** BEGIN **

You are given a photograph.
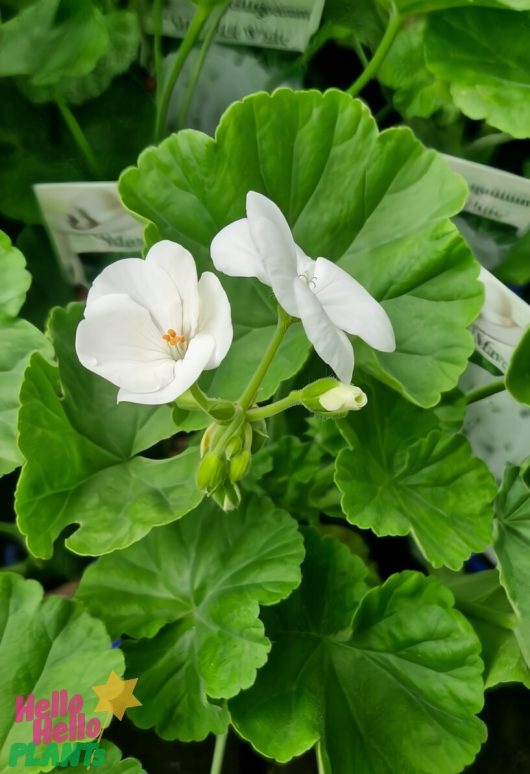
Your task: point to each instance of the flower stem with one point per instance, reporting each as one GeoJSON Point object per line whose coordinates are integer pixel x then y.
{"type": "Point", "coordinates": [264, 412]}
{"type": "Point", "coordinates": [211, 28]}
{"type": "Point", "coordinates": [484, 392]}
{"type": "Point", "coordinates": [157, 41]}
{"type": "Point", "coordinates": [284, 321]}
{"type": "Point", "coordinates": [370, 71]}
{"type": "Point", "coordinates": [218, 753]}
{"type": "Point", "coordinates": [200, 397]}
{"type": "Point", "coordinates": [79, 138]}
{"type": "Point", "coordinates": [192, 33]}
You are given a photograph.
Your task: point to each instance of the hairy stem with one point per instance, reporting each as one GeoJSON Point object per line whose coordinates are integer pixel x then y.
{"type": "Point", "coordinates": [192, 33]}
{"type": "Point", "coordinates": [263, 412]}
{"type": "Point", "coordinates": [79, 138]}
{"type": "Point", "coordinates": [218, 753]}
{"type": "Point", "coordinates": [284, 321]}
{"type": "Point", "coordinates": [484, 392]}
{"type": "Point", "coordinates": [211, 28]}
{"type": "Point", "coordinates": [372, 68]}
{"type": "Point", "coordinates": [157, 41]}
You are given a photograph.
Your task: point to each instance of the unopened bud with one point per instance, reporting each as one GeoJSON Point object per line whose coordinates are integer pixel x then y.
{"type": "Point", "coordinates": [233, 446]}
{"type": "Point", "coordinates": [210, 473]}
{"type": "Point", "coordinates": [227, 496]}
{"type": "Point", "coordinates": [239, 465]}
{"type": "Point", "coordinates": [343, 397]}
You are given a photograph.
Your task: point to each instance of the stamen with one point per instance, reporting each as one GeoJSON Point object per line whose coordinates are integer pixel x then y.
{"type": "Point", "coordinates": [173, 339]}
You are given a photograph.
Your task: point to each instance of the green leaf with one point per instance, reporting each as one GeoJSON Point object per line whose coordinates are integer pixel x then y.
{"type": "Point", "coordinates": [113, 763]}
{"type": "Point", "coordinates": [195, 588]}
{"type": "Point", "coordinates": [48, 285]}
{"type": "Point", "coordinates": [78, 451]}
{"type": "Point", "coordinates": [124, 38]}
{"type": "Point", "coordinates": [417, 93]}
{"type": "Point", "coordinates": [489, 73]}
{"type": "Point", "coordinates": [296, 476]}
{"type": "Point", "coordinates": [512, 539]}
{"type": "Point", "coordinates": [404, 476]}
{"type": "Point", "coordinates": [378, 204]}
{"type": "Point", "coordinates": [390, 684]}
{"type": "Point", "coordinates": [15, 279]}
{"type": "Point", "coordinates": [18, 339]}
{"type": "Point", "coordinates": [46, 645]}
{"type": "Point", "coordinates": [410, 7]}
{"type": "Point", "coordinates": [504, 638]}
{"type": "Point", "coordinates": [51, 39]}
{"type": "Point", "coordinates": [518, 373]}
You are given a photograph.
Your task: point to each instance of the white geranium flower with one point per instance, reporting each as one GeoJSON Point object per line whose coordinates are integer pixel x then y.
{"type": "Point", "coordinates": [328, 301]}
{"type": "Point", "coordinates": [151, 328]}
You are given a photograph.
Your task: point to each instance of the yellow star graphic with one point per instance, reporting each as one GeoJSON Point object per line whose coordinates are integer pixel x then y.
{"type": "Point", "coordinates": [116, 695]}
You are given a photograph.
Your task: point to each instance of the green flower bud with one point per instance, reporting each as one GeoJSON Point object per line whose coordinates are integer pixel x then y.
{"type": "Point", "coordinates": [343, 397]}
{"type": "Point", "coordinates": [239, 465]}
{"type": "Point", "coordinates": [331, 396]}
{"type": "Point", "coordinates": [259, 435]}
{"type": "Point", "coordinates": [227, 496]}
{"type": "Point", "coordinates": [210, 472]}
{"type": "Point", "coordinates": [233, 446]}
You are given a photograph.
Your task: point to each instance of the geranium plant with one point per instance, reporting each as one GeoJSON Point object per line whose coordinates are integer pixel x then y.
{"type": "Point", "coordinates": [217, 437]}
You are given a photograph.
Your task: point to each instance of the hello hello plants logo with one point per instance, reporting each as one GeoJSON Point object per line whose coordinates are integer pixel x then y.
{"type": "Point", "coordinates": [75, 738]}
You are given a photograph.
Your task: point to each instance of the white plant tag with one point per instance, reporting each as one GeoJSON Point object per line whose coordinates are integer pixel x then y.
{"type": "Point", "coordinates": [495, 194]}
{"type": "Point", "coordinates": [502, 322]}
{"type": "Point", "coordinates": [283, 24]}
{"type": "Point", "coordinates": [498, 427]}
{"type": "Point", "coordinates": [87, 218]}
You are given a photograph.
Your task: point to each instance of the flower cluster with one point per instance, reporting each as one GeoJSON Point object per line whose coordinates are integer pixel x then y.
{"type": "Point", "coordinates": [151, 327]}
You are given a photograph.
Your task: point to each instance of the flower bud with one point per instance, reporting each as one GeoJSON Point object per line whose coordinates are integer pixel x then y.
{"type": "Point", "coordinates": [210, 473]}
{"type": "Point", "coordinates": [329, 395]}
{"type": "Point", "coordinates": [343, 397]}
{"type": "Point", "coordinates": [239, 465]}
{"type": "Point", "coordinates": [227, 496]}
{"type": "Point", "coordinates": [233, 446]}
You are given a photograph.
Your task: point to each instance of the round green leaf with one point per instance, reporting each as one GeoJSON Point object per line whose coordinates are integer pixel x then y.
{"type": "Point", "coordinates": [378, 204]}
{"type": "Point", "coordinates": [46, 645]}
{"type": "Point", "coordinates": [80, 466]}
{"type": "Point", "coordinates": [504, 637]}
{"type": "Point", "coordinates": [15, 279]}
{"type": "Point", "coordinates": [409, 477]}
{"type": "Point", "coordinates": [518, 373]}
{"type": "Point", "coordinates": [484, 54]}
{"type": "Point", "coordinates": [18, 339]}
{"type": "Point", "coordinates": [512, 539]}
{"type": "Point", "coordinates": [124, 38]}
{"type": "Point", "coordinates": [396, 689]}
{"type": "Point", "coordinates": [195, 588]}
{"type": "Point", "coordinates": [51, 39]}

** END **

### Short task
Omit the pictures, and quote the material above exactly as given.

### Exercise answer
You are given a photograph.
Your task: point to each instance of the flower stem with one point per instance, reporting each as one GeoJSON Point object per line whose coordinates are integer pixel x then y.
{"type": "Point", "coordinates": [264, 412]}
{"type": "Point", "coordinates": [211, 28]}
{"type": "Point", "coordinates": [484, 392]}
{"type": "Point", "coordinates": [157, 41]}
{"type": "Point", "coordinates": [284, 321]}
{"type": "Point", "coordinates": [370, 71]}
{"type": "Point", "coordinates": [218, 753]}
{"type": "Point", "coordinates": [200, 397]}
{"type": "Point", "coordinates": [79, 138]}
{"type": "Point", "coordinates": [192, 33]}
You are given a photograph.
Your task: point to each instance of the hairy stem with one point per instance, reporting each as one GeoJSON Point object per line whose coordinates are integer pixel x then y.
{"type": "Point", "coordinates": [192, 33]}
{"type": "Point", "coordinates": [263, 412]}
{"type": "Point", "coordinates": [79, 138]}
{"type": "Point", "coordinates": [218, 753]}
{"type": "Point", "coordinates": [284, 321]}
{"type": "Point", "coordinates": [484, 392]}
{"type": "Point", "coordinates": [211, 28]}
{"type": "Point", "coordinates": [372, 68]}
{"type": "Point", "coordinates": [157, 41]}
You are given a photograph.
Your task: point to each instance of the unopened bud with one point per instance, reporting each as one GeoJSON Point object per line whose coordinates are integer pixel x then y.
{"type": "Point", "coordinates": [233, 446]}
{"type": "Point", "coordinates": [210, 473]}
{"type": "Point", "coordinates": [227, 496]}
{"type": "Point", "coordinates": [239, 465]}
{"type": "Point", "coordinates": [343, 397]}
You are given a photograph.
Your task: point to each instance of the stamen with one point per instance, reporting each as one GeoJSON Point object per line whose coordinates are integer pixel x then y.
{"type": "Point", "coordinates": [173, 339]}
You are given a photograph.
Your task: point to each instance of the green leaf with one point per instance, reporting each as one GeoJSON Point object per line whose coordinates are integer pixel x then y.
{"type": "Point", "coordinates": [113, 763]}
{"type": "Point", "coordinates": [195, 588]}
{"type": "Point", "coordinates": [48, 285]}
{"type": "Point", "coordinates": [78, 451]}
{"type": "Point", "coordinates": [124, 38]}
{"type": "Point", "coordinates": [417, 93]}
{"type": "Point", "coordinates": [489, 73]}
{"type": "Point", "coordinates": [296, 476]}
{"type": "Point", "coordinates": [512, 539]}
{"type": "Point", "coordinates": [404, 476]}
{"type": "Point", "coordinates": [378, 204]}
{"type": "Point", "coordinates": [390, 684]}
{"type": "Point", "coordinates": [15, 279]}
{"type": "Point", "coordinates": [18, 339]}
{"type": "Point", "coordinates": [46, 645]}
{"type": "Point", "coordinates": [410, 7]}
{"type": "Point", "coordinates": [504, 638]}
{"type": "Point", "coordinates": [51, 39]}
{"type": "Point", "coordinates": [518, 373]}
You are given a photograph.
Your task: point to each instance of the white geranium flower with one point per instance, reporting each as one GeoJSON Point object per line whose coordinates are integer pixel x then y.
{"type": "Point", "coordinates": [328, 301]}
{"type": "Point", "coordinates": [151, 328]}
You are given a photograph.
Your task: point to each instance of the yellow star graphic with one point per instance, reporting each as one GeoJSON Point object per line whose coordinates are integer pixel x then y.
{"type": "Point", "coordinates": [116, 695]}
You are given a photograph.
Your task: point to each instance of the green flower bud with one point per instance, reporting each as one GeoJSON Point object per line whose coordinates are integer pixel x then y.
{"type": "Point", "coordinates": [343, 397]}
{"type": "Point", "coordinates": [239, 465]}
{"type": "Point", "coordinates": [331, 396]}
{"type": "Point", "coordinates": [259, 435]}
{"type": "Point", "coordinates": [227, 496]}
{"type": "Point", "coordinates": [210, 472]}
{"type": "Point", "coordinates": [233, 446]}
You are given a photograph.
Your task: point to each instance of the geranium plant with one point per instance, reporting each as one GeoJSON Point object per line whose coordinates are integer pixel x then y.
{"type": "Point", "coordinates": [217, 437]}
You are given a photograph.
Your task: point to each instance of the hello hello plants logo with one point per instance, reporting each as one GeoJSON Point object per line whose coordinates are integer pixel x then y.
{"type": "Point", "coordinates": [75, 738]}
You are given a photograph.
Your task: point to each instance of the white plant tag with one point per instance, reporting each as one GeoJSON Point object per line whose coordinates are integer pixel x then y.
{"type": "Point", "coordinates": [495, 194]}
{"type": "Point", "coordinates": [502, 322]}
{"type": "Point", "coordinates": [283, 24]}
{"type": "Point", "coordinates": [498, 427]}
{"type": "Point", "coordinates": [87, 218]}
You are given a photograph.
Your task: point to each instance of the flower cluster with one point per instance, reporting each as one GeoJSON Point object per line whose coordinates are integer pixel x then y.
{"type": "Point", "coordinates": [151, 327]}
You are given a photograph.
Your task: point to each instance of the flower bud with one point per instance, reporting each as one GeoJSON Point object per line whose coordinates are integer pixel x then y.
{"type": "Point", "coordinates": [210, 473]}
{"type": "Point", "coordinates": [329, 395]}
{"type": "Point", "coordinates": [343, 397]}
{"type": "Point", "coordinates": [239, 465]}
{"type": "Point", "coordinates": [227, 496]}
{"type": "Point", "coordinates": [233, 446]}
You are given a photograph.
Your task: point to each instance of the round green leaf with one point per instance, reporting each as one GeoJSON Point object per line whose coordinates are integer pixel x then y.
{"type": "Point", "coordinates": [378, 204]}
{"type": "Point", "coordinates": [46, 645]}
{"type": "Point", "coordinates": [80, 466]}
{"type": "Point", "coordinates": [504, 637]}
{"type": "Point", "coordinates": [15, 279]}
{"type": "Point", "coordinates": [409, 477]}
{"type": "Point", "coordinates": [518, 373]}
{"type": "Point", "coordinates": [484, 54]}
{"type": "Point", "coordinates": [18, 339]}
{"type": "Point", "coordinates": [512, 539]}
{"type": "Point", "coordinates": [124, 38]}
{"type": "Point", "coordinates": [396, 689]}
{"type": "Point", "coordinates": [195, 588]}
{"type": "Point", "coordinates": [51, 39]}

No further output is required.